[[ Source records, beginning ]]
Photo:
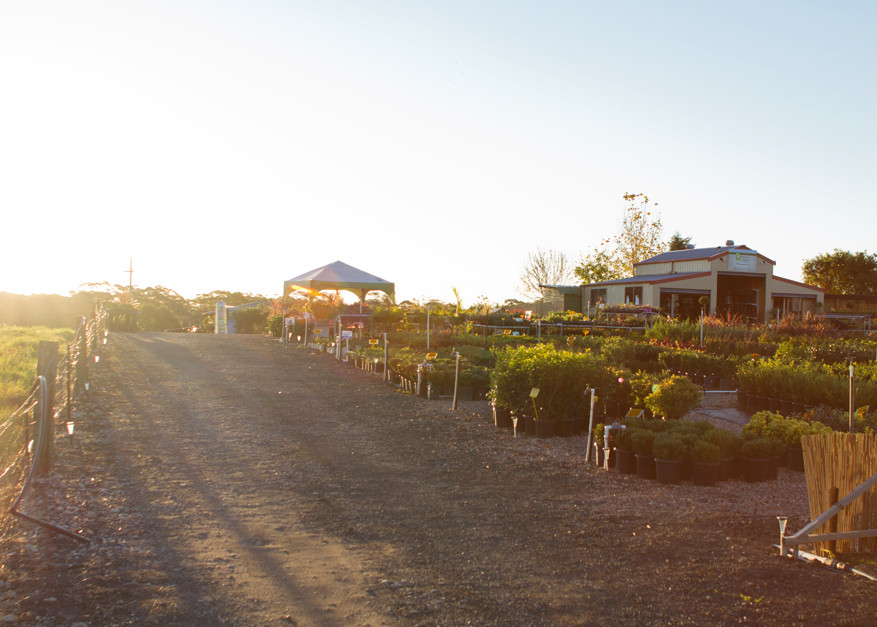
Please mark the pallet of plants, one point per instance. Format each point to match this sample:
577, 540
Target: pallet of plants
561, 378
676, 450
785, 432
[[ Source records, end ]]
(What the exercise asks): Each line from the one containing "Please mark the" down to the last line of the material above is to be transcribed exactly, with nothing else included.

(Written response):
Please mark the pallet of plants, one point per instance. Format each point to match this sample:
577, 540
Target: pallet of plants
561, 378
676, 450
785, 432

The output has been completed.